Posted by philw at May 29, 2006 09:10 AM

No, a Mac would (literally) not serve my needs. Not to mention the fact that I dislike the interface, and don't find them intuitive at all. Go proselytize somewhere else.

Posted by Rand Simberg at May 29, 2006 09:12 AM

Hey Rand

I held off on saying the Mac thing!

Reformat and start over with a clean install?

Sounds like you may have hardware problems screwing with your upgrade. It all started going downhill with your memory problem.

Why don't you find and old hard drive, install Windows and troubleshoot any possible hardware problem with Norton. Linux systems seem to not have as good of hardware troubleshooting software.

As you are going now you are just digging your hole deeper.

Or buy a Mac and install Linux on that box, or if you really like the interface use the B$D Unix and X Windows on the Mac hardware. You don't have to use Aqua.

Dennis

Posted by Dennis Ray Wingo at May 29, 2006 09:17 AM

No, sorry, I'm generally quite happy with AMD and Linux, and I don't have the money to spend on a new Apple that I don't want. I'm just not happy with this particular machine right now.

Posted by Rand Simberg at May 29, 2006 09:24 AM

There's a tool called GParted which will let you edit partitions, including moving and (I think) resizing many of them.

http://gparted.sourceforge.net/index.php

is the home page. There's a Live CD that you can use to work on a system.

Another tool to consider is the Ultimate Boot Disk; it's got a copy of MEMTEST86 on it

http://ubcd.sourceforge.net/

I've played with both, but haven't had to use either in a live recovery situation as yet. I'm moderately gifted with Linux-fu, so if you have questions drop me an email. I'm spambait42c on that yahoo.com thingy. (That should be obscure enough to trick the harvestbots...)

Posted by Glenn at May 29, 2006 11:49 AM

Lets see.

About once every three or four months you end up with problems like this. Hey its your life.

Even if you don't do the Apple thing at least have a hard drive around with another install of Linux or Windows and some troubleshooting tools.

It will save you much pain and suffering the next time this happens to you (in about three or four months).

Dennis


Posted by Dennis Ray Wingo at May 29, 2006 12:38 PM

I have used gparted in a recovery situation.

Some years ago, in a sleep deprived state, I accidentily used dd to blast over the first 1.44 MB of my boot drive! Amazingly, Linux continued to run without error, which allowed me to run gparted and reinstall LILO.

---

■ **DIRECTIVES**
1 > In the comment thread on Linux troubleshooting, which program does Glenn say is included on the Ultimate Boot Disk?
2 > Continue the comment thread on Linux troubleshooting from the point where it stops.

■ **DATA LISTING**

---

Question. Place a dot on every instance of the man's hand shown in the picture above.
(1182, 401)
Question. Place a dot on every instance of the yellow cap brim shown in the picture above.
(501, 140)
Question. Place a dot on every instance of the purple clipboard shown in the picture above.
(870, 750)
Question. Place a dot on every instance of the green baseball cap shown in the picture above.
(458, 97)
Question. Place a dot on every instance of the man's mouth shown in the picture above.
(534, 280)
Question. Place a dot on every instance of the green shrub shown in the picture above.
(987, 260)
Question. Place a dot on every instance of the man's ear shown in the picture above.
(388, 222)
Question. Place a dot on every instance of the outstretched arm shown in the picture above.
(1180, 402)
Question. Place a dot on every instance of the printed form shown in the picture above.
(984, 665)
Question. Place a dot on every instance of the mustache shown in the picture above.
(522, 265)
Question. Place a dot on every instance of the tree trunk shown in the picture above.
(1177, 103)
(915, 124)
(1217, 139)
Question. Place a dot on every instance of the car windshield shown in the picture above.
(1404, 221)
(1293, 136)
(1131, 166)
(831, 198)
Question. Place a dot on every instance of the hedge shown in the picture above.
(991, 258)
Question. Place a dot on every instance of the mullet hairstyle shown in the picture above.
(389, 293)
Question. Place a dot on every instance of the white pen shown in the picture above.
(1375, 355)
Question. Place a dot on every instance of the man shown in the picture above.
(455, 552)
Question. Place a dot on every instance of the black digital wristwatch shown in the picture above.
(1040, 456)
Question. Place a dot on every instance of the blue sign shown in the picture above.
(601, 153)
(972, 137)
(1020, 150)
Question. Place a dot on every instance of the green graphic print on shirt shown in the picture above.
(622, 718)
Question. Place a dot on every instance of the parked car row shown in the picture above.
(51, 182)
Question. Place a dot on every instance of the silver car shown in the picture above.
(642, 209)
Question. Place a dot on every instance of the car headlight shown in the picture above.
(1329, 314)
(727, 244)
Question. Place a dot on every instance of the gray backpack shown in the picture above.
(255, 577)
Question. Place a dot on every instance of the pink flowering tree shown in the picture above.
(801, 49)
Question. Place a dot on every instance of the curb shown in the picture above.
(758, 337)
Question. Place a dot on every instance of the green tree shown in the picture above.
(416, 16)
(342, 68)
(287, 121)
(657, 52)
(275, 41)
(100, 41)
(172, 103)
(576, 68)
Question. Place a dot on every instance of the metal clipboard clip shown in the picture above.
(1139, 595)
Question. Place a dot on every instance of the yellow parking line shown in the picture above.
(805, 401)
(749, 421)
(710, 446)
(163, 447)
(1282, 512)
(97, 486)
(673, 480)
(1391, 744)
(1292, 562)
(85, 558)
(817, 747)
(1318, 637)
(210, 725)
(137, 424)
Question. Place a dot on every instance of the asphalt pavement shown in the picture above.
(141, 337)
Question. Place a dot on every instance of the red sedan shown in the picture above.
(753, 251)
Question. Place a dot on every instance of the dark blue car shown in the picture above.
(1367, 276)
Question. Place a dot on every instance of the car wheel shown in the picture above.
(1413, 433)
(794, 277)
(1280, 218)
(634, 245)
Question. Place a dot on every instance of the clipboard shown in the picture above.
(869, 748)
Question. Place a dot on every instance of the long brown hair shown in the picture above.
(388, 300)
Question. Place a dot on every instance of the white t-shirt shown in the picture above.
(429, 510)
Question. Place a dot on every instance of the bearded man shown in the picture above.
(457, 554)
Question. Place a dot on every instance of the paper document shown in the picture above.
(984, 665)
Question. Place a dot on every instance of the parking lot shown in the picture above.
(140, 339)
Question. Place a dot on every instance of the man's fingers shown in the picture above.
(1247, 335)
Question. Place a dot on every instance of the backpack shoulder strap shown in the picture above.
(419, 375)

---

■ **RESULTS OF THE TASKS**
1 > MEMTEST86

2 >
Rand, you're just having a run of bad luck!

OSX, Linux, Windows, whatever - they all need ECC hardware support to conquer defective memory, which your mobo and/or RAM do not have.

As for a full partition, I can't imagine any OS doing better than a "No space left on device" message.

Posted by Eric at May 29, 2006 12:59 PM

About once every three or four months you end up with problems like this.

No, I had a problem a few months ago (which I never really resolved at the time, because I've been busy, and it's not a mission-critical machine right now), and I had a problem now, because I decided to use the holiday break to resolve it, and it turns out they're the same problem--a previously undiagnosed bad memory stick. I've been running Linux in various forms for about eight years, and had few problems. Going out and spending mucho moolah on a machine in which I have no interest would make no sense under the circumstances.

Posted by Rand Simberg at May 29, 2006 03:15 PM

You're making this harder than it needs to be.

type in the following command as root:

du -s /var/*

This will tell you which directories in /var are very full. I'm willing to bet good money that one of the big ones (if not the biggest) will be /var/logs.

Look in /var/logs. You will see many files called

messages, messages.0, messages.1 and so on.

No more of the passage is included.